TEXT EXTRACT:
* begin *
Agriculture price gains could last three years
Agriculture prices may rise for another two or three years, with raw sugar jumping 20 per cent this year because of demand for the sweetener to make ethanol, according to Commerzbank AG.
"This cycle is pretty young right now, it's not even two years old compared to other sectors like industrial metals, precious metals or energy,'' Eugen Weinberg, a commodities analyst at Commerzbank in Frankfurt, told Bloomberg Television. "We are right at the beginning of the cycle.''
Wheat has doubled in a year, compared with a 33 per cent rise in the UBS Bloomberg Constant Maturity Commodity Index of 26 commodities including platinum and crude oil.
Corn, raw sugar and cotton have the most to gain this year, while wheat may lag behind as farmers raise production, Weinberg said.
Corn may exceed $5 a bushel this year from about $4.66 now and cotton may advance to 80 cents a pound by 2010 from about 68 cents, he said.
"Raw sugar could go up as much as 20 cents'' over the next three years, from about 11 cents, he said. Prices may exceed 13 cents by the end of this year, Weinberg said.
Farmers will probably switch acreage to wheat and soybeans this year, leading to reduced production of corn and cotton, Weinberg said.
Wheat and soybeans gained more than 75 per cent last year, while cotton increased 21 per cent and corn rose 17 per cent.
* end *
REQUIRED TASK: Continue the article on agriculture price gains, picking up after its final sentence.

SUPPLIED MATERIAL:
* begin *
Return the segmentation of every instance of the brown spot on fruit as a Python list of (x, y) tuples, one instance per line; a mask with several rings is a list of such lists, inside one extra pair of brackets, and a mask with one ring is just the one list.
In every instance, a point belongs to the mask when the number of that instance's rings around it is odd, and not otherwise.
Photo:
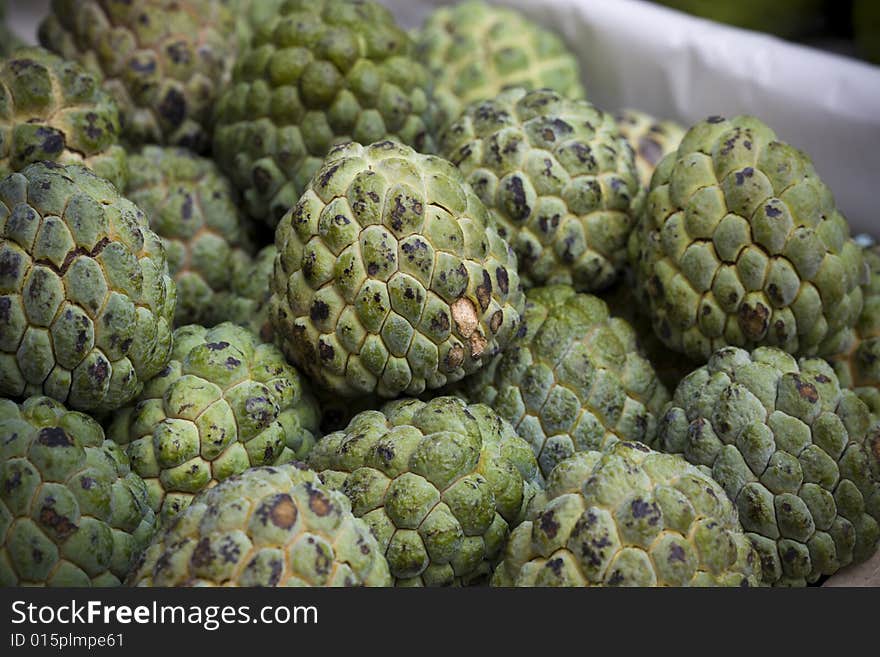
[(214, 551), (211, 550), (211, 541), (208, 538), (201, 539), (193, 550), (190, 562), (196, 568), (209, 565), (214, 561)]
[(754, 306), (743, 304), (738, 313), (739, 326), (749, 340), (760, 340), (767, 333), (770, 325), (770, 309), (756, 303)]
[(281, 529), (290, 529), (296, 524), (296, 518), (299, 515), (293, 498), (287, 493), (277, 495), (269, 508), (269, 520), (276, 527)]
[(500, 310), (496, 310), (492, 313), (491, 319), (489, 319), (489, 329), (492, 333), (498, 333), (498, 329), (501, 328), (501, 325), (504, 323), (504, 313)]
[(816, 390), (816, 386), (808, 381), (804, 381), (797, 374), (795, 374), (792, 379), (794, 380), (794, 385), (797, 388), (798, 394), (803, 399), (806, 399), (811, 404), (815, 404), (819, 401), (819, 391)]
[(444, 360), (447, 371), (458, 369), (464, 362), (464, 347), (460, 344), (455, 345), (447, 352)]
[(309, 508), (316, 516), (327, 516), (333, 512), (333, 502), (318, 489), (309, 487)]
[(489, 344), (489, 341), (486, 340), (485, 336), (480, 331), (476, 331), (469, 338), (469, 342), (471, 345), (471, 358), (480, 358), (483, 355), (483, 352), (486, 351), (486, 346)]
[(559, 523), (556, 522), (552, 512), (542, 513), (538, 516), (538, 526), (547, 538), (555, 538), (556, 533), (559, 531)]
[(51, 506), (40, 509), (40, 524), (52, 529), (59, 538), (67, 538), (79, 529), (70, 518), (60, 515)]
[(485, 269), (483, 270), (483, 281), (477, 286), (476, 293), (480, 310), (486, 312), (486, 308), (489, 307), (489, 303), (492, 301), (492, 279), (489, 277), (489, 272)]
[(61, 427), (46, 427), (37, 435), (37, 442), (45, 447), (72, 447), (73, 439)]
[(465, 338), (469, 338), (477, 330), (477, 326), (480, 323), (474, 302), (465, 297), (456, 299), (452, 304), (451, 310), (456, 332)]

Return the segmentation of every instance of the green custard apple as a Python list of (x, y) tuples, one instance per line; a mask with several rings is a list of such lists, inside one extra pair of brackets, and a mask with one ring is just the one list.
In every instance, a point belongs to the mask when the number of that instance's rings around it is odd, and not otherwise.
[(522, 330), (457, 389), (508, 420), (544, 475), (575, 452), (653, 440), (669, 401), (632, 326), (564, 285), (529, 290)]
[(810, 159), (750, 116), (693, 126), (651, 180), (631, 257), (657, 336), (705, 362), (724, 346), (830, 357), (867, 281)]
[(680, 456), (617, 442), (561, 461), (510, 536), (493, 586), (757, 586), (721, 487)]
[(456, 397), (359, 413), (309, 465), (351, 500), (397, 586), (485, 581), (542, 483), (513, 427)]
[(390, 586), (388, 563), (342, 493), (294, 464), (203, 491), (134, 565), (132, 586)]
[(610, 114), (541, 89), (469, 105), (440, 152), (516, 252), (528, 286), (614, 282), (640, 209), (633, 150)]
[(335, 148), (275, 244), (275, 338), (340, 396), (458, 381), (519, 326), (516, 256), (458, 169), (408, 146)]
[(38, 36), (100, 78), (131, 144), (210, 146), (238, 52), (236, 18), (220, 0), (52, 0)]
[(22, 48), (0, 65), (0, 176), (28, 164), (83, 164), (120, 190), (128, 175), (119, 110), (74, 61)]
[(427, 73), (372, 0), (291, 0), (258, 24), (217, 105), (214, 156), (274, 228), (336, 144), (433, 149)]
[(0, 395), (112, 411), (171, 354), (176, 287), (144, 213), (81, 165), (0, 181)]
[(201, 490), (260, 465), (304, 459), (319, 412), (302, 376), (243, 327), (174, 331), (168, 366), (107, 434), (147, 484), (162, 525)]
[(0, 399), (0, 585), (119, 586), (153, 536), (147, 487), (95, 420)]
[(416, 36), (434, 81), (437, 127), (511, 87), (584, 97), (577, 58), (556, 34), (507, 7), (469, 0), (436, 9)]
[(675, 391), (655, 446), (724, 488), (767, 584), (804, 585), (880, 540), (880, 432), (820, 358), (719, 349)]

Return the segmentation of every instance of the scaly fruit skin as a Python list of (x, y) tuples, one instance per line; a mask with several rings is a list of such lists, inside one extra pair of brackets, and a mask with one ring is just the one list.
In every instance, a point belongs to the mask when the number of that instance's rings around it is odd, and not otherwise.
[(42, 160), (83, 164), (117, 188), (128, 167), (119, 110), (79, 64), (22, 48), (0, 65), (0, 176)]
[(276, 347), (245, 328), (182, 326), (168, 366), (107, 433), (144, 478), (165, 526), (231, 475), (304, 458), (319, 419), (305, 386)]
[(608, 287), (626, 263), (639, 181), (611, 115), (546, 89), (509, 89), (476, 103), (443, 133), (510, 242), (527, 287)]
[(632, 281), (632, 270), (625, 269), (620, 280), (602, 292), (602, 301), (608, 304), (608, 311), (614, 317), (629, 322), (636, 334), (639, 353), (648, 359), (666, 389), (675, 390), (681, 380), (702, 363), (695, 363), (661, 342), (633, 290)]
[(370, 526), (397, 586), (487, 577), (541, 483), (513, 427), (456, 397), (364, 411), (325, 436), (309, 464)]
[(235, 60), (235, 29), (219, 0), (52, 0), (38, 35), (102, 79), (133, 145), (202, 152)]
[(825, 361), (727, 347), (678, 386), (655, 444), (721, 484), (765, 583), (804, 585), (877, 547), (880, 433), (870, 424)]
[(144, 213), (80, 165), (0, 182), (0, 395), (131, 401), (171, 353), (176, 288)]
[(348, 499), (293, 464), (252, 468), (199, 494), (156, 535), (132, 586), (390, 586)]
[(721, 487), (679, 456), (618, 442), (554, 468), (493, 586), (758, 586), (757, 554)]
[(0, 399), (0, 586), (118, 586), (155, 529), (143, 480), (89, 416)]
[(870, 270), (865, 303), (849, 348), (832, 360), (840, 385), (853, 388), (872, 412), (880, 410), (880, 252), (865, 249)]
* end *
ANSWER TO THE EXERCISE:
"Production of corn this year will be lower than expected, and therefore I expect higher prices,'' Weinberg said.
Demand for alternative fuels because of rising crude oil costs will add to gains for sugar and corn used to make ethanol, he said. As consumers in Asia eat more meat, oils and fats, more grains will go to feed cattle and pigs, adding to supply pressures, the analyst said. It takes as much as 10 pounds of soybeans or other grains to produce one pound of meat, he said.
Cotton will also benefit from higher energy costs as textile manufacturers switch from oil-based polyester, Weinberg said.
"The production costs for polyester are going higher and therefore the demand for the alternative, for cotton, is also growing,'' he said.
Cocoa is forecast to rise to $2,500 a metric tonne by 2010 from about $2,100, largely because of increased demand for chocolate in Asia, he said. ( Gulf )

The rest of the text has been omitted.